(Rows from a dataset)
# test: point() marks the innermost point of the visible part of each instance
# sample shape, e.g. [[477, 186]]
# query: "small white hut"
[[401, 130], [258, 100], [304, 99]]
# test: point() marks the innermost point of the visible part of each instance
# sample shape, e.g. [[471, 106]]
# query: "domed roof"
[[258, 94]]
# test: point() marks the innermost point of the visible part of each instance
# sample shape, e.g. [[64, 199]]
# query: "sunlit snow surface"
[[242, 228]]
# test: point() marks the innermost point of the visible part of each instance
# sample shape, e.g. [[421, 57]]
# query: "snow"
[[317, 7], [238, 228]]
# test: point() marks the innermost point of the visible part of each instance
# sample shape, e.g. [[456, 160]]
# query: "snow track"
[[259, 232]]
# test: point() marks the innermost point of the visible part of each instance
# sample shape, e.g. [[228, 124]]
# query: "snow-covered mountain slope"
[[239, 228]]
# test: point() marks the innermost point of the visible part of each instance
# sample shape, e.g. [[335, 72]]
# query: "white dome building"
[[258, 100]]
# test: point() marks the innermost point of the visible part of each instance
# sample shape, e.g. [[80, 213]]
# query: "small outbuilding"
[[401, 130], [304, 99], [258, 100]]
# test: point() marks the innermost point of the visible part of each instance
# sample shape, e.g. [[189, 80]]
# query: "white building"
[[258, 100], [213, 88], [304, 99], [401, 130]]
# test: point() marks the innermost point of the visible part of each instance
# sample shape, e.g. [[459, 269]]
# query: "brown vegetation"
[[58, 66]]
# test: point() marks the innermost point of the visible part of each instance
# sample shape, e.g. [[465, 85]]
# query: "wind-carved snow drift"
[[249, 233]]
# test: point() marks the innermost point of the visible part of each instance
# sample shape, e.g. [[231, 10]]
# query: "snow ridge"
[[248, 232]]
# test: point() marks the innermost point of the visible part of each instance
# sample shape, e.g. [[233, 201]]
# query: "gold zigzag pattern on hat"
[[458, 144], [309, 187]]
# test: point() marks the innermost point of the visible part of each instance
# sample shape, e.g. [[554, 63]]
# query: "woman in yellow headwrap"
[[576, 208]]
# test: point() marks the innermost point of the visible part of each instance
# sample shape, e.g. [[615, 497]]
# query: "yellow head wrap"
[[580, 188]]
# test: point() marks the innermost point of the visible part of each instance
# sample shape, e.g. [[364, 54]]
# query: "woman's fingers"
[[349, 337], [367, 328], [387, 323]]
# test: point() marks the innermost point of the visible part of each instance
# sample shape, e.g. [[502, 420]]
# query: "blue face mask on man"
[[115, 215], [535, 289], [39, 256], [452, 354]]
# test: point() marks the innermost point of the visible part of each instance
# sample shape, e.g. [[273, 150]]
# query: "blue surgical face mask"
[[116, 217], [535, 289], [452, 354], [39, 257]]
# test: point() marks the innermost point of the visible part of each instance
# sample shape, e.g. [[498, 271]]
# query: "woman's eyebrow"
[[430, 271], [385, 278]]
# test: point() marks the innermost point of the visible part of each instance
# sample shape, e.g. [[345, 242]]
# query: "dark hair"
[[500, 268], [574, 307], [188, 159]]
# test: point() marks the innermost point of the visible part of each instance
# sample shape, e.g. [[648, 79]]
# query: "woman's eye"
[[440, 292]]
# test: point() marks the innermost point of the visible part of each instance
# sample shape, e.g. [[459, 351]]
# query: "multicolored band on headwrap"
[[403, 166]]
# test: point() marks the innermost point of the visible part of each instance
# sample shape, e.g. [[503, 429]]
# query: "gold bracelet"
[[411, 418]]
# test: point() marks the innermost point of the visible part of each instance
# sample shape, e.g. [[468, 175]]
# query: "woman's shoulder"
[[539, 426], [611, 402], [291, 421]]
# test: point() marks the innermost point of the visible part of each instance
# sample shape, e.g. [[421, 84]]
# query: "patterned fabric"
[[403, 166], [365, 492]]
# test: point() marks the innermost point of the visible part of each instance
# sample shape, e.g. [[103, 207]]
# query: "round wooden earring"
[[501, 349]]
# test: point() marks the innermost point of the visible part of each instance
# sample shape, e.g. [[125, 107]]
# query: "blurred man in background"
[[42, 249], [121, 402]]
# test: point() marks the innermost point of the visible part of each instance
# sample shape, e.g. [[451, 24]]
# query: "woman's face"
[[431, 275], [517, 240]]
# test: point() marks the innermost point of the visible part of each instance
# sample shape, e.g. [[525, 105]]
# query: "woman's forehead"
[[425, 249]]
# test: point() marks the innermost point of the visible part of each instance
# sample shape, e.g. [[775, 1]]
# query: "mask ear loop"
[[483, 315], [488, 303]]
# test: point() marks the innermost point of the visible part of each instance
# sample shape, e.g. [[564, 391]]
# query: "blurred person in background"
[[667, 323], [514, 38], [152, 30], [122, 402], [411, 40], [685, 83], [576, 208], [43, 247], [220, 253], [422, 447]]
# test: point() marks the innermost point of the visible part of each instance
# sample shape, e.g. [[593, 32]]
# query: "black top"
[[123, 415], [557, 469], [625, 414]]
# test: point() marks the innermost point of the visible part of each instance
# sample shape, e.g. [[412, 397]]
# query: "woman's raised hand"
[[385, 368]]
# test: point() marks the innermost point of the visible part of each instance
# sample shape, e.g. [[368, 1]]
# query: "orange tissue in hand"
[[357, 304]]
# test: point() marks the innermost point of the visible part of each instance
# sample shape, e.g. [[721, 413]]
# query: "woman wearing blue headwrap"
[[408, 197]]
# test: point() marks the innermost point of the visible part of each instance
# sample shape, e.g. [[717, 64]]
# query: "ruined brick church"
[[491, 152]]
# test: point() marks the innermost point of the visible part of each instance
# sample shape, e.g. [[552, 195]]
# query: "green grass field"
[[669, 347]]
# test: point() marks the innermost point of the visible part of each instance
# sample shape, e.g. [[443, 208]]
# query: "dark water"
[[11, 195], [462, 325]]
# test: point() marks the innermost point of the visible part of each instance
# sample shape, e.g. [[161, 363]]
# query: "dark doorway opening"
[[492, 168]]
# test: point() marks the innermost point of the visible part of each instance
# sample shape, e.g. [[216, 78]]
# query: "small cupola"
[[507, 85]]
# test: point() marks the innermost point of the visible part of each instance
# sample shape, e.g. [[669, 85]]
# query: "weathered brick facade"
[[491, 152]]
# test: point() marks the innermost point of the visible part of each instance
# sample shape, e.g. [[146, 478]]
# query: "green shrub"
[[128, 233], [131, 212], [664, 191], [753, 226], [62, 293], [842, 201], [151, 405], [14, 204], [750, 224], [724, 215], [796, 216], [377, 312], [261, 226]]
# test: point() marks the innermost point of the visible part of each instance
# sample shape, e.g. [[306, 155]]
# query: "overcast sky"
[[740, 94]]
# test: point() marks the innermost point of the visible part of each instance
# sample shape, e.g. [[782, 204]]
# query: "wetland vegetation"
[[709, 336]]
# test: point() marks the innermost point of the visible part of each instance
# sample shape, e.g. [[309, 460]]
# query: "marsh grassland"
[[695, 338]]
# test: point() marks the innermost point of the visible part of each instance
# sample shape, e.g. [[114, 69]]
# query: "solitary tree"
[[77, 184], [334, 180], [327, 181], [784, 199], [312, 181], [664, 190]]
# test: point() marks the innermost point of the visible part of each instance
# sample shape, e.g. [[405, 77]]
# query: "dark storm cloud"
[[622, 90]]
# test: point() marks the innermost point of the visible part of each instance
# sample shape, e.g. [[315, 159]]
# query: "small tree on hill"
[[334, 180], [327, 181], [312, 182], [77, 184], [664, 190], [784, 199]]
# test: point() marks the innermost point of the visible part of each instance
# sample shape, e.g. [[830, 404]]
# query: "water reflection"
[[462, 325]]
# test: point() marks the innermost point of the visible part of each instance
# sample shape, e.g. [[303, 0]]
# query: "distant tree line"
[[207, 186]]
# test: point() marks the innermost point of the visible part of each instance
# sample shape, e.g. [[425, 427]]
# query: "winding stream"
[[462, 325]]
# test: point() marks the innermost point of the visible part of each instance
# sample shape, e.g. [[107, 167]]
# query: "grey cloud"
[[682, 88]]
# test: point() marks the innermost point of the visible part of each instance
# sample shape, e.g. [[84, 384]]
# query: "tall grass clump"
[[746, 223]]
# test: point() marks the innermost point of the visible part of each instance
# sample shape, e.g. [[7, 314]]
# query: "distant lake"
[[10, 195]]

TO DO: Find every line in the records above that contains the word "mask", and copy each of those lines.

SOLUTION:
# query: "blue face mask on man"
# query: "blue surgical face mask"
# query: "mask ear loop"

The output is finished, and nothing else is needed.